**Rows:**
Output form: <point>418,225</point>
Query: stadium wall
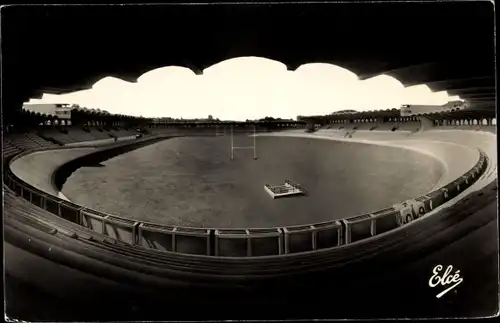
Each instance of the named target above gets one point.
<point>236,243</point>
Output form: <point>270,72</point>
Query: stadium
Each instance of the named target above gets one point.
<point>344,215</point>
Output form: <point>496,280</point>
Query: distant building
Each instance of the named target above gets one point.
<point>344,112</point>
<point>408,110</point>
<point>60,110</point>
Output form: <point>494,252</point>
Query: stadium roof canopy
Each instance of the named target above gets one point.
<point>57,49</point>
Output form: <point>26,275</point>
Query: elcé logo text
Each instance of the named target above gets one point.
<point>445,278</point>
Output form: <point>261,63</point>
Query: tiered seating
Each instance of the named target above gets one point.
<point>98,135</point>
<point>363,126</point>
<point>491,129</point>
<point>386,126</point>
<point>58,136</point>
<point>409,126</point>
<point>22,142</point>
<point>9,149</point>
<point>122,133</point>
<point>79,135</point>
<point>39,140</point>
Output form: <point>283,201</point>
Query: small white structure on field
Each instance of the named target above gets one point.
<point>287,189</point>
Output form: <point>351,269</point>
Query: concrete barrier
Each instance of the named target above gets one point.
<point>121,229</point>
<point>192,241</point>
<point>327,234</point>
<point>70,211</point>
<point>358,228</point>
<point>298,238</point>
<point>92,220</point>
<point>158,237</point>
<point>232,243</point>
<point>384,220</point>
<point>265,242</point>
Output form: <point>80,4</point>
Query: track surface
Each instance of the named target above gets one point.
<point>192,182</point>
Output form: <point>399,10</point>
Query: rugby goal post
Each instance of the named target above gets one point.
<point>254,146</point>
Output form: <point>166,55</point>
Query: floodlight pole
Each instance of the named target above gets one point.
<point>232,144</point>
<point>254,143</point>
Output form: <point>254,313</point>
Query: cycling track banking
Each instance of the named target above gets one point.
<point>112,280</point>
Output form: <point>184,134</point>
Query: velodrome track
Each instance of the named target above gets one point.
<point>328,285</point>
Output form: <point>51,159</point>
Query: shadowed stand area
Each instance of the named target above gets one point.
<point>387,283</point>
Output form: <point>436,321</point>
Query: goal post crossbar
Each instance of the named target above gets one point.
<point>254,146</point>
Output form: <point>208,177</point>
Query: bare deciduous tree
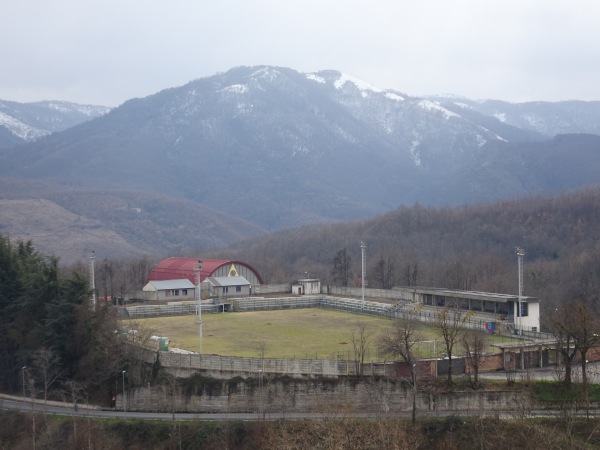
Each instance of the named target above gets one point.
<point>361,339</point>
<point>450,322</point>
<point>401,342</point>
<point>342,272</point>
<point>473,343</point>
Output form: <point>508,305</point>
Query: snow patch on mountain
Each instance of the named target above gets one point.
<point>501,117</point>
<point>394,96</point>
<point>314,77</point>
<point>414,149</point>
<point>236,89</point>
<point>361,85</point>
<point>434,106</point>
<point>20,129</point>
<point>66,107</point>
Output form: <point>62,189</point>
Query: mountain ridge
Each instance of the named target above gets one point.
<point>277,148</point>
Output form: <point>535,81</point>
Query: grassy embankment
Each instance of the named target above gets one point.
<point>298,333</point>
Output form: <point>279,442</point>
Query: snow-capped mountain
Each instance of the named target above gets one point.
<point>26,122</point>
<point>279,148</point>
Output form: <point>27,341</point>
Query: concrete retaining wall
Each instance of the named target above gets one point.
<point>317,396</point>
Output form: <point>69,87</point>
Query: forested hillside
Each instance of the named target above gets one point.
<point>51,340</point>
<point>471,247</point>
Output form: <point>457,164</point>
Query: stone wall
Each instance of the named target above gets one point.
<point>312,396</point>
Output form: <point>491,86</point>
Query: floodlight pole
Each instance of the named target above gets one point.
<point>199,298</point>
<point>363,246</point>
<point>520,254</point>
<point>124,401</point>
<point>93,279</point>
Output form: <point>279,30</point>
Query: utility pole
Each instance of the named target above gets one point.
<point>520,255</point>
<point>363,246</point>
<point>199,298</point>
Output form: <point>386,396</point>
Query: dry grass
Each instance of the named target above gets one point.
<point>297,333</point>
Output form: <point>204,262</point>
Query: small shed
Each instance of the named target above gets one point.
<point>307,286</point>
<point>226,287</point>
<point>171,289</point>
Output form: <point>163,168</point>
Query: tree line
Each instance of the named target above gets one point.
<point>52,339</point>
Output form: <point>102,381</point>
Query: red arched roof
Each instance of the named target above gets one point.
<point>180,268</point>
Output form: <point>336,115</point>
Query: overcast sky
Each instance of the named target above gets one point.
<point>105,52</point>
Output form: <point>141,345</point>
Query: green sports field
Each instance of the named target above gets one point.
<point>296,333</point>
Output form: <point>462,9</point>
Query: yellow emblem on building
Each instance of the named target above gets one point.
<point>233,270</point>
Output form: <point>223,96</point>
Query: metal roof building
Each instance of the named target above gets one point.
<point>179,268</point>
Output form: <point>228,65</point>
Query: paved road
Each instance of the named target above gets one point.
<point>57,408</point>
<point>551,373</point>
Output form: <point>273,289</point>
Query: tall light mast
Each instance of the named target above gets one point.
<point>520,255</point>
<point>363,246</point>
<point>93,279</point>
<point>199,299</point>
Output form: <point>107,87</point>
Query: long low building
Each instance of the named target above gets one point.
<point>187,268</point>
<point>504,305</point>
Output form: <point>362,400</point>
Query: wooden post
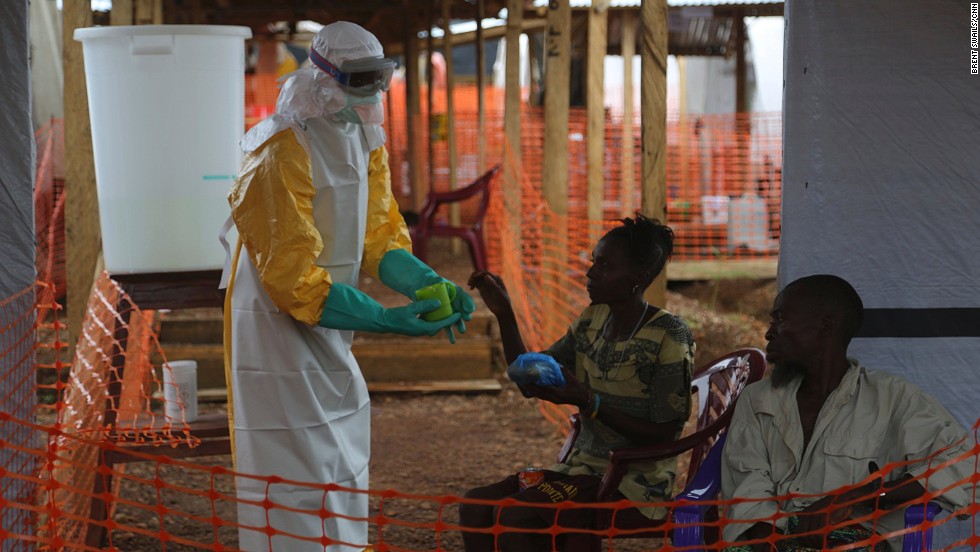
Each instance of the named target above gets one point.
<point>653,109</point>
<point>148,12</point>
<point>596,113</point>
<point>481,115</point>
<point>430,93</point>
<point>121,12</point>
<point>554,171</point>
<point>743,125</point>
<point>447,49</point>
<point>413,109</point>
<point>512,119</point>
<point>738,22</point>
<point>83,245</point>
<point>628,46</point>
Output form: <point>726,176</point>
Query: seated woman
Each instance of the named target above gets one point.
<point>627,366</point>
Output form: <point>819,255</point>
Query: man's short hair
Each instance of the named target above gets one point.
<point>833,293</point>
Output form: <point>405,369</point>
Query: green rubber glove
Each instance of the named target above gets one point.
<point>348,308</point>
<point>405,273</point>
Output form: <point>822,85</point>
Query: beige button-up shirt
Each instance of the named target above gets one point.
<point>871,416</point>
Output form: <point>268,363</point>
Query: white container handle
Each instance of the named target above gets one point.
<point>151,45</point>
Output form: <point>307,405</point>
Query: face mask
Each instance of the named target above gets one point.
<point>362,110</point>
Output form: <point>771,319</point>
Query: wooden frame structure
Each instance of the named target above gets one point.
<point>399,24</point>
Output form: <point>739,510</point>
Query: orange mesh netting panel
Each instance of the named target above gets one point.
<point>88,453</point>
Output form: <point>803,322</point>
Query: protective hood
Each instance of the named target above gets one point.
<point>311,92</point>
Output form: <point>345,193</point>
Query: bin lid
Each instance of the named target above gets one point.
<point>115,31</point>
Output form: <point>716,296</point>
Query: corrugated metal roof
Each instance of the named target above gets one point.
<point>671,3</point>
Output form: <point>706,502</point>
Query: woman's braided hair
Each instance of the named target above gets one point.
<point>649,244</point>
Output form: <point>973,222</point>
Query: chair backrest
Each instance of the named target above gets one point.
<point>479,186</point>
<point>718,384</point>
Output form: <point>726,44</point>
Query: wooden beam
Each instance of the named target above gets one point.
<point>469,37</point>
<point>413,107</point>
<point>653,108</point>
<point>83,235</point>
<point>628,47</point>
<point>596,113</point>
<point>554,171</point>
<point>148,12</point>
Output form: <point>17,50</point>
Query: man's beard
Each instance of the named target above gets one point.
<point>785,372</point>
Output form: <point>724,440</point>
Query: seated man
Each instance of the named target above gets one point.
<point>822,422</point>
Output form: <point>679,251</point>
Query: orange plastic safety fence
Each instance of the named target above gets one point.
<point>61,421</point>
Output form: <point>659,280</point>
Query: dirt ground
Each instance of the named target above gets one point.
<point>440,444</point>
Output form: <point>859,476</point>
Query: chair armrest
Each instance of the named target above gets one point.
<point>576,427</point>
<point>915,516</point>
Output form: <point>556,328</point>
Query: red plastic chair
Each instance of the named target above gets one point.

**Your instructions:** Give the stretch of data from the line containing "Output form: <point>457,164</point>" through the line containing "<point>312,396</point>" as a JSON list of strings, one string per line, leaving out blank lines.

**Reply:**
[
  "Output form: <point>457,164</point>",
  "Query: stone wall",
  "Each instance of the named target above gets one point.",
  "<point>312,396</point>"
]